WHAT TO DO:
Emit the entire listing verbatim.

SOURCE RECORDS:
◆ ◆ ◆ ◆

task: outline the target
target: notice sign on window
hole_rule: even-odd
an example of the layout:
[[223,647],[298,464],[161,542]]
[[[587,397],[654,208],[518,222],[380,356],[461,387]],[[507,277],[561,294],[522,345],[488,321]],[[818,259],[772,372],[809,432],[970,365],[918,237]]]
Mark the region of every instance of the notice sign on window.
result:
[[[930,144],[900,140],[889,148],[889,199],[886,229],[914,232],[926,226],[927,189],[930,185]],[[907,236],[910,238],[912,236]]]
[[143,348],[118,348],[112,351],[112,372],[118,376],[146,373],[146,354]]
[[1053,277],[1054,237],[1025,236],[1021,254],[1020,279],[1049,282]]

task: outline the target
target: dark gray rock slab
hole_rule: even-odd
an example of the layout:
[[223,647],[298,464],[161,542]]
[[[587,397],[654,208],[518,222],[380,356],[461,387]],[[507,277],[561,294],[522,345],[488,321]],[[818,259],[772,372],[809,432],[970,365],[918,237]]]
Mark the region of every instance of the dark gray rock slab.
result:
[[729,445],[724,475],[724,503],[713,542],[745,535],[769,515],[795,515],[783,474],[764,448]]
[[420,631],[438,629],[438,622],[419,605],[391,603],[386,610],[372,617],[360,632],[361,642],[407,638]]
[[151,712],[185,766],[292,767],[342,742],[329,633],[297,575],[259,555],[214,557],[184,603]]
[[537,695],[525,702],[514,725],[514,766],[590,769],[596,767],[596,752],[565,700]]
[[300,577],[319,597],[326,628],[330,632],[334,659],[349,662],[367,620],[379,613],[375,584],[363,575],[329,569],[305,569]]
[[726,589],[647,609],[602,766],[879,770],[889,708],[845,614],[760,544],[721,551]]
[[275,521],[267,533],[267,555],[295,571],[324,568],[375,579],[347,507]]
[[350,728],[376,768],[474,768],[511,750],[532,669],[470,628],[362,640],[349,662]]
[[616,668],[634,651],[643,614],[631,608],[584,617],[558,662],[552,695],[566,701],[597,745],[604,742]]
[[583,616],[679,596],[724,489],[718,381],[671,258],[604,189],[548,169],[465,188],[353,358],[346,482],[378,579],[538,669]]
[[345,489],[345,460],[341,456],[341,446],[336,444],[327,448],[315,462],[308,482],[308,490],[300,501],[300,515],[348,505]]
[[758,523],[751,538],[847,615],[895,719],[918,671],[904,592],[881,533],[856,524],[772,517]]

◆ ◆ ◆ ◆

RESULT OF THIS TASK:
task: outline the target
target: notice sign on window
hole_rule: even-odd
an example of the layout:
[[223,647],[298,464],[161,542]]
[[[587,397],[654,208],[518,222],[380,356],[461,387]],[[507,277],[561,294],[522,345],[488,321]],[[818,259],[772,372],[809,432],[970,365],[918,237]]]
Mark the region of every instance of the notice sign on window.
result:
[[[930,144],[900,140],[889,148],[889,199],[886,229],[914,232],[926,226],[927,189],[930,185]],[[907,236],[910,238],[912,236]]]
[[143,348],[118,348],[112,351],[112,372],[118,376],[146,373],[146,354]]
[[1053,277],[1054,237],[1025,236],[1021,254],[1020,279],[1049,282]]

task: outline the target
target: dark gray rock slab
hole_rule: even-odd
an example of the layout:
[[223,647],[298,464],[161,542]]
[[[587,397],[654,208],[518,222],[380,356],[461,387]],[[507,277],[561,294],[522,345],[488,321]],[[818,259],[772,372],[809,432],[970,365],[918,237]]]
Mark the region of every instance of the dark gray rock slab.
result:
[[729,445],[724,475],[724,503],[713,542],[745,535],[769,515],[795,515],[783,474],[764,448]]
[[420,631],[438,629],[438,622],[419,605],[391,603],[386,610],[372,617],[360,632],[361,642],[407,638]]
[[151,712],[185,766],[292,767],[342,742],[329,633],[297,575],[259,555],[214,557],[184,603]]
[[537,695],[525,702],[514,725],[514,766],[590,769],[596,767],[596,752],[565,700]]
[[300,577],[319,597],[326,628],[330,632],[334,659],[349,662],[367,620],[379,613],[375,584],[363,575],[329,569],[305,569]]
[[726,589],[647,609],[602,766],[879,770],[889,708],[845,614],[760,544],[721,551]]
[[275,521],[267,533],[267,555],[295,571],[324,568],[375,579],[347,507]]
[[350,728],[376,768],[474,768],[511,750],[532,669],[470,628],[362,640],[349,662]]
[[616,668],[634,651],[643,614],[631,608],[584,617],[558,662],[552,695],[566,701],[597,745],[604,742]]
[[583,616],[679,596],[724,489],[718,381],[671,258],[604,189],[548,169],[465,188],[353,358],[346,482],[378,579],[538,669]]
[[345,489],[345,460],[341,456],[341,446],[336,444],[327,448],[315,462],[308,482],[308,490],[300,501],[300,515],[348,505]]
[[758,523],[751,538],[847,615],[895,719],[918,671],[904,592],[881,533],[856,524],[772,517]]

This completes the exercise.